Text passage.
☆ ☆ ☆ ☆ ☆

Yes, it is changing. The question that needs to be asked in every organization is whether this “is changing” naturally meets the vision of organizational performance. Ultimately, this challenges and impacts the bottom line, performance, the result. It is possible to do this in a natural way, but it may take 15 years. What are the two main roles of the leader? The first of these is to change or accelerate the natural flow. If the natural flow is not good, it changes. If it's good, speed up. This is the culture change process, either you change the flow or you accelerate it. You don't need a leader if you're going to let the process happen naturally.
“The leader has to help reduce or increase the organization’s anxiety, because this impacts performance.”
In other words, change needs a method and process to happen.
That's method and process and it needs to have rhythm. Leadership also has a role in regulating organizational anxiety. In other words, it is up to the leader to help reduce it if the organization has a very strong level of anxiety, because this impacts performance. People work, work and don't move, they make wrong decisions, they go back and forth, they don't take risks. And, when the organization is exaggeratedly calm, considers itself a star, evaluates competitors as bad, it is up to the leader to increase organizational anxiety to guarantee the change process.

☆ ☆ ☆ ☆ ☆

Tasks to complete.
a - According to the leadership text, how long might change take if it is left to happen naturally?
b - From the leadership text, return the passage that begins at the words "Yes, it is changing." and stops after "process to happen.".
The records below this point are from a separate source.

☆ ☆ ☆ ☆ ☆

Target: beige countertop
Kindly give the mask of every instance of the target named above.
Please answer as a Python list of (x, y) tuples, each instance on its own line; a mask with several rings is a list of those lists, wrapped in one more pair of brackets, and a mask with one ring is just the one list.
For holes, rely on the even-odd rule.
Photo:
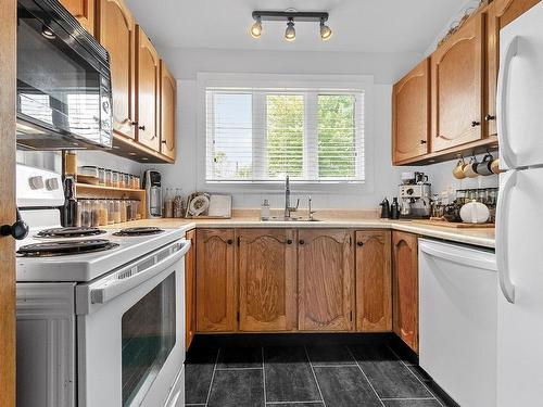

☆ ☆ ☆ ☆ ☆

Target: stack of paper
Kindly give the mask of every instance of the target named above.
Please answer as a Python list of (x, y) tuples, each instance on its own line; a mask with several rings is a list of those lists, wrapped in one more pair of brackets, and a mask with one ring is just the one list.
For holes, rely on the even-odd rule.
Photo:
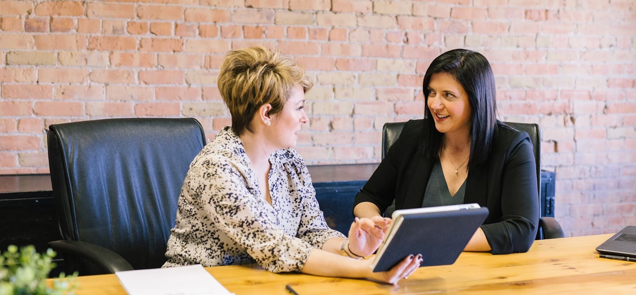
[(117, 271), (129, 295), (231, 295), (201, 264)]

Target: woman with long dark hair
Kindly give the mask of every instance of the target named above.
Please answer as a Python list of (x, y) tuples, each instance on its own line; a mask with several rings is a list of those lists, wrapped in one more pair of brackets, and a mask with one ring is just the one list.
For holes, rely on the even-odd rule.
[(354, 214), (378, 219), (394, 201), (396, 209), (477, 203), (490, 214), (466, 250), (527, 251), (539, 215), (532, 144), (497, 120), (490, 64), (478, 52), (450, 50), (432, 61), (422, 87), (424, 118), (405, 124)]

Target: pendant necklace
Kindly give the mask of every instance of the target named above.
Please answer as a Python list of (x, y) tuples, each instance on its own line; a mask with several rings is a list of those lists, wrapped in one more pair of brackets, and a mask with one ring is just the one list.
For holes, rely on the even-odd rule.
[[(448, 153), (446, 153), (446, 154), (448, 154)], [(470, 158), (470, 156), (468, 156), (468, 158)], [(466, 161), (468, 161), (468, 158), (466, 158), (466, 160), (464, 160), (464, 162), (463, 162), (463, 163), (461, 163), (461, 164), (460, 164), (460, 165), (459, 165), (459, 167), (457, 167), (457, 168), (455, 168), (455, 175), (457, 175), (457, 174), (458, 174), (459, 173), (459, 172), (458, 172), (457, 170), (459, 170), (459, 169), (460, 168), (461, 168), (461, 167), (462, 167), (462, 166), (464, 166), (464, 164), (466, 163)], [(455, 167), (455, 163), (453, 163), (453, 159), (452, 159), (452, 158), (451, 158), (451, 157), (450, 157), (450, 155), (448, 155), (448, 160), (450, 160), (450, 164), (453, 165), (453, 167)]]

☆ ☆ ☆ ☆ ☆

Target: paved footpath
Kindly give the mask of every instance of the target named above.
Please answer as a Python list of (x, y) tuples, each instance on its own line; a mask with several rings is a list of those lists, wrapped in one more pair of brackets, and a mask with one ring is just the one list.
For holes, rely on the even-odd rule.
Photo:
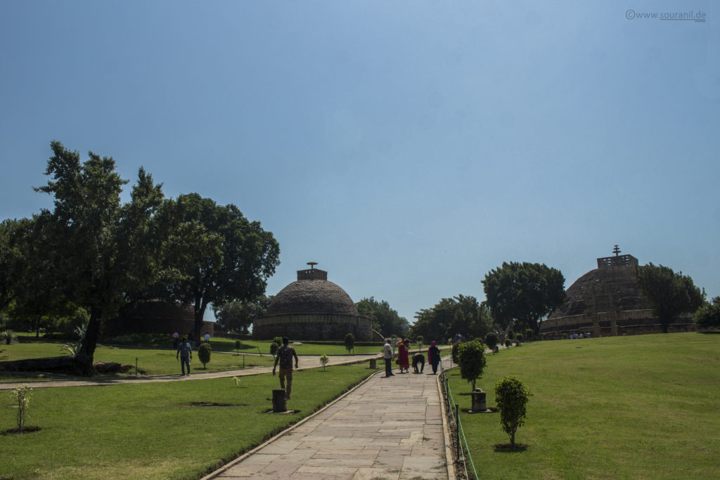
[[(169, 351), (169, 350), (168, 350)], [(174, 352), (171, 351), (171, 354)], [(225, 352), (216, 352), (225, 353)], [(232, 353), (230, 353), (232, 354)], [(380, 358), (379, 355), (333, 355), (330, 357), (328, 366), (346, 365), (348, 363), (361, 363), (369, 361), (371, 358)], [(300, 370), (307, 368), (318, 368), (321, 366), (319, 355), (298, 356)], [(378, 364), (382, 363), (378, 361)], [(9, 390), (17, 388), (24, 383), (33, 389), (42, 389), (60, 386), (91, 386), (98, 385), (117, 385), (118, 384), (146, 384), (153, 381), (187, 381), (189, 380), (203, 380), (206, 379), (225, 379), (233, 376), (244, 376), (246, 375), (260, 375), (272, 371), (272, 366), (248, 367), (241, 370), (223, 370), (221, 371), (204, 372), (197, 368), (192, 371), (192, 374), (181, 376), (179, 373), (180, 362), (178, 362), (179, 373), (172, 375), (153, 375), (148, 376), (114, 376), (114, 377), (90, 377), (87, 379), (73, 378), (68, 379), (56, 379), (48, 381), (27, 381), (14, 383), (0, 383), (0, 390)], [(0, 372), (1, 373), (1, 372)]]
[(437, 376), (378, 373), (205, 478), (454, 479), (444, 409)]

☆ ☆ ☆ ☆ ☆

Set of answers.
a - It may take 15 years.

b -
Yes, it is changing. The question that needs to be asked in every organization is whether this “is changing” naturally meets the vision of organizational performance. Ultimately, this challenges and impacts the bottom line, performance, the result. It is possible to do this in a natural way, but it may take 15 years. What are the two main roles of the leader? The first of these is to change or accelerate the natural flow. If the natural flow is not good, it changes. If it's good, speed up. This is the culture change process, either you change the flow or you accelerate it. You don't need a leader if you're going to let the process happen naturally.
“The leader has to help reduce or increase the organization’s anxiety, because this impacts performance.”
In other words, change needs a method and process to happen.